Directions for this task
Render all the items below as one numbered list of lines, skipping any blank lines and leaving out the pictures.

------------------------

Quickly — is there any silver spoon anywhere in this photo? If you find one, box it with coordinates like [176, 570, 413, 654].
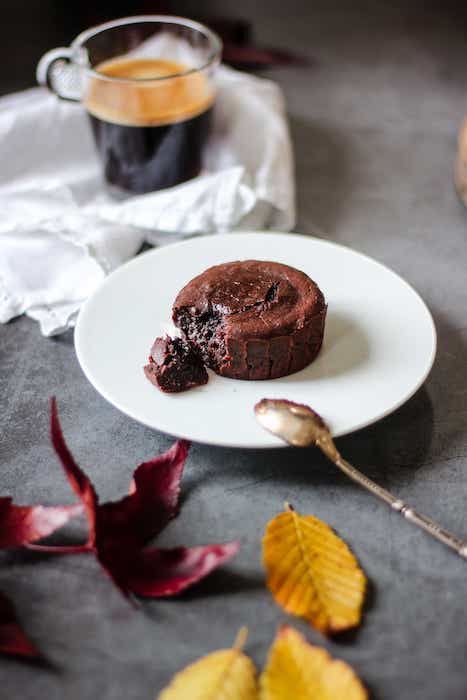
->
[255, 399, 467, 559]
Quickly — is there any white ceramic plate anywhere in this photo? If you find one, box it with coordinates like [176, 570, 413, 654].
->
[75, 232, 436, 448]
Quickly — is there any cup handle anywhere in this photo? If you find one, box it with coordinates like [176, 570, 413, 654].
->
[36, 46, 80, 102]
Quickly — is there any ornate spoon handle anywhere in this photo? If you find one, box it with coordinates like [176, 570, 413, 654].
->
[334, 454, 467, 559]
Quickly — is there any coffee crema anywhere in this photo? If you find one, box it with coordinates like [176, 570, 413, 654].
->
[84, 58, 214, 193]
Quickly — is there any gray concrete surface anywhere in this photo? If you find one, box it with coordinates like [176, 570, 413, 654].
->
[0, 0, 467, 700]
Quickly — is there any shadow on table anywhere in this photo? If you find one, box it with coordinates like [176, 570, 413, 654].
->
[165, 563, 266, 603]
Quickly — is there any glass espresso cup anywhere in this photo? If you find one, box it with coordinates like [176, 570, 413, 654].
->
[37, 15, 222, 193]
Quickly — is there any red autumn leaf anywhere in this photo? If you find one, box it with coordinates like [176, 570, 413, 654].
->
[0, 593, 40, 657]
[98, 542, 239, 598]
[0, 498, 83, 549]
[98, 440, 190, 545]
[34, 399, 239, 597]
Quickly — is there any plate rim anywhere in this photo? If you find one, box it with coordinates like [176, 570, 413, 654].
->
[74, 230, 438, 449]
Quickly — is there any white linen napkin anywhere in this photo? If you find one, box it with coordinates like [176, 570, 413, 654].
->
[0, 66, 295, 335]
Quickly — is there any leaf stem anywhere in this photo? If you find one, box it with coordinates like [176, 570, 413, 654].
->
[26, 544, 93, 554]
[232, 627, 248, 651]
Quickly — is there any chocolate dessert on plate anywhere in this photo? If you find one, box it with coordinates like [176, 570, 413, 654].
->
[144, 336, 208, 394]
[145, 260, 327, 392]
[173, 260, 326, 379]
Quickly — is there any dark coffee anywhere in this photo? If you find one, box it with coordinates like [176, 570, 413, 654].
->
[85, 59, 213, 193]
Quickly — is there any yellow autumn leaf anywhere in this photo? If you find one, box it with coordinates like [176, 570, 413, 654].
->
[259, 626, 368, 700]
[157, 628, 258, 700]
[263, 506, 366, 633]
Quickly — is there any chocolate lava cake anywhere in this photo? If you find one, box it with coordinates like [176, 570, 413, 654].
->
[172, 260, 326, 379]
[144, 336, 208, 394]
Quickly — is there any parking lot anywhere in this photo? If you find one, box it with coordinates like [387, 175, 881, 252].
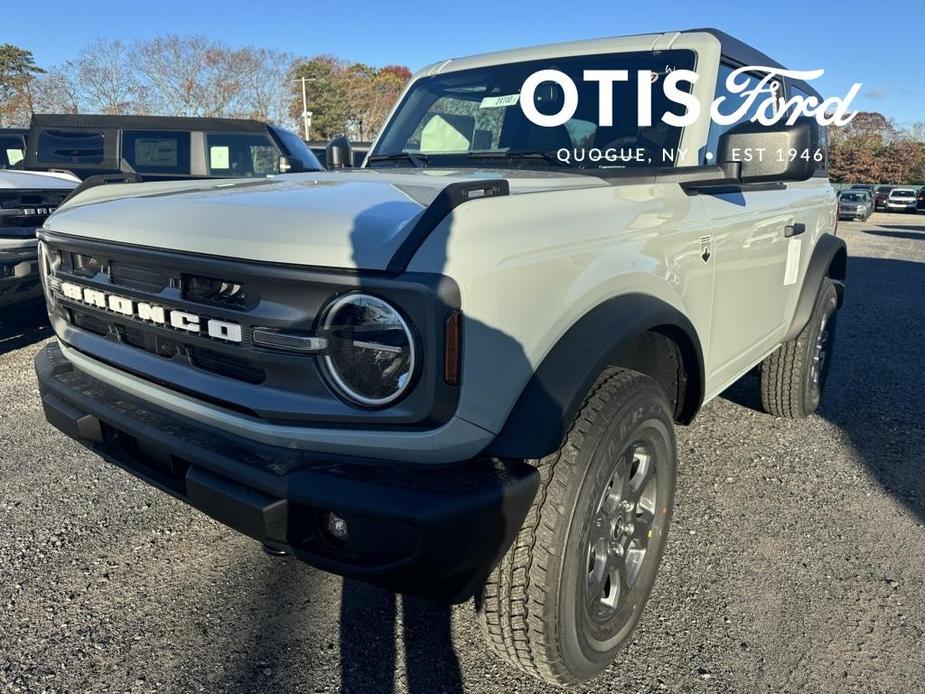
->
[0, 213, 925, 694]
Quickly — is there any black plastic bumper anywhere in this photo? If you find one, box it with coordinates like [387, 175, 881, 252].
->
[35, 344, 539, 602]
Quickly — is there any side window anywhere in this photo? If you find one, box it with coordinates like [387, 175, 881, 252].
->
[206, 133, 279, 177]
[36, 130, 103, 164]
[122, 130, 190, 174]
[700, 63, 779, 164]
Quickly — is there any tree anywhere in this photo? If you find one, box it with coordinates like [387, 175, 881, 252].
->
[290, 55, 411, 141]
[0, 43, 45, 126]
[67, 39, 147, 115]
[828, 112, 925, 184]
[133, 36, 241, 117]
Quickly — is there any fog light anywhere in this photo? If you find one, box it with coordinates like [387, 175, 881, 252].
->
[328, 513, 347, 542]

------------------------

Task output
1. Quickly — is there any silver spoon anywhere in this photo? If you find one, box it with coordinates like [176, 570, 413, 654].
2. ->
3. [255, 399, 467, 559]
4. Quickly — is there any white ceramic plate anywhere in this photo? If you find one, box it with coordinates like [176, 570, 413, 654].
5. ->
6. [75, 232, 436, 448]
7. Quickly — is there any cup handle anywhere in this photo? If you find one, box it with coordinates like [176, 570, 413, 654].
8. ->
9. [36, 46, 80, 102]
10. Quickly — is there any ornate spoon handle anywhere in this photo? If you find one, box it with coordinates like [176, 570, 413, 654].
11. ->
12. [334, 454, 467, 559]
13. Quickly — is there any coffee crema anywhere in this photo? If you find one, box it with coordinates like [176, 570, 413, 654].
14. ->
15. [84, 58, 214, 193]
16. Quickly — is there any gray concrete surface anywhere in this photo? If you find one, box it with coordinates like [176, 570, 413, 654].
17. ->
18. [0, 0, 467, 700]
19. Quickly — is there any shadow on table anywhere in this photo? If you find one, box it with coordinates like [176, 570, 413, 654].
20. ->
21. [165, 563, 266, 603]
22. Quickly — is there any glass espresso cup anywhere in this photo? If you find one, box it with coordinates like [176, 570, 413, 654].
23. ->
24. [37, 15, 222, 193]
25. Quickly — is there any red autumn leaf anywhere in this photo? If you find one, box it with coordinates like [176, 570, 413, 654].
26. ->
27. [0, 593, 40, 657]
28. [98, 542, 239, 598]
29. [0, 498, 83, 549]
30. [98, 440, 190, 545]
31. [34, 399, 239, 597]
32. Quickly — is there any plate rim anywhere in this photo? If you find one, box it with coordinates like [176, 570, 413, 654].
33. ->
34. [74, 230, 438, 449]
35. Quickly — is there any white linen napkin anywhere in this photo? If you find one, box it with coordinates like [176, 570, 413, 654].
36. ->
37. [0, 66, 295, 335]
38. Quickly — is there any leaf stem anywhere in this photo? If you find one, box it with coordinates like [176, 570, 413, 654].
39. ->
40. [26, 544, 93, 554]
41. [232, 627, 248, 651]
42. Quickly — is there any chocolate dessert on plate anywhere in this photo? If you find one, box it with coordinates like [176, 570, 413, 654].
43. ->
44. [144, 336, 208, 394]
45. [145, 260, 327, 392]
46. [173, 260, 326, 379]
47. Quickly — is there any dark coffee anywhere in this photo? If you find one, box it with coordinates like [176, 570, 413, 654].
48. ->
49. [85, 59, 213, 193]
50. Quickly — is there any yellow autumn leaf anywhere in this photo? If you find one, box it with coordinates like [176, 570, 413, 654].
51. ->
52. [259, 626, 368, 700]
53. [157, 628, 258, 700]
54. [263, 506, 366, 633]
55. Quickly — is there any chocolate lava cake anywhere in this photo? If you find one, box it with coordinates like [176, 570, 413, 654].
56. ->
57. [172, 260, 326, 379]
58. [144, 336, 208, 394]
59. Quickly — is there any parking lot anywhere in this photo? If you find one, box it with coordinates like [387, 175, 881, 252].
60. ->
61. [0, 213, 925, 694]
62. Quickly — is there any black plastic bumper anywhere in this photo? If you find one, box it with coordinates like [387, 175, 881, 252].
63. ->
64. [35, 344, 539, 602]
65. Quickly — is there any side window anywhere in this photo? If you find one, box it with coordinates like [387, 175, 881, 252].
66. ->
67. [206, 133, 279, 177]
68. [36, 130, 103, 164]
69. [122, 130, 190, 174]
70. [700, 63, 779, 164]
71. Quickly — is there any tree anywhere in this photo? If you find one, box it with coordinates like [387, 175, 881, 252].
72. ->
73. [290, 55, 411, 141]
74. [0, 43, 45, 126]
75. [67, 39, 147, 115]
76. [828, 112, 925, 184]
77. [133, 36, 241, 117]
78. Quickly — is there any fog light anywhere in this photo? If you find one, box it with coordinates like [387, 175, 881, 252].
79. ->
80. [328, 513, 347, 542]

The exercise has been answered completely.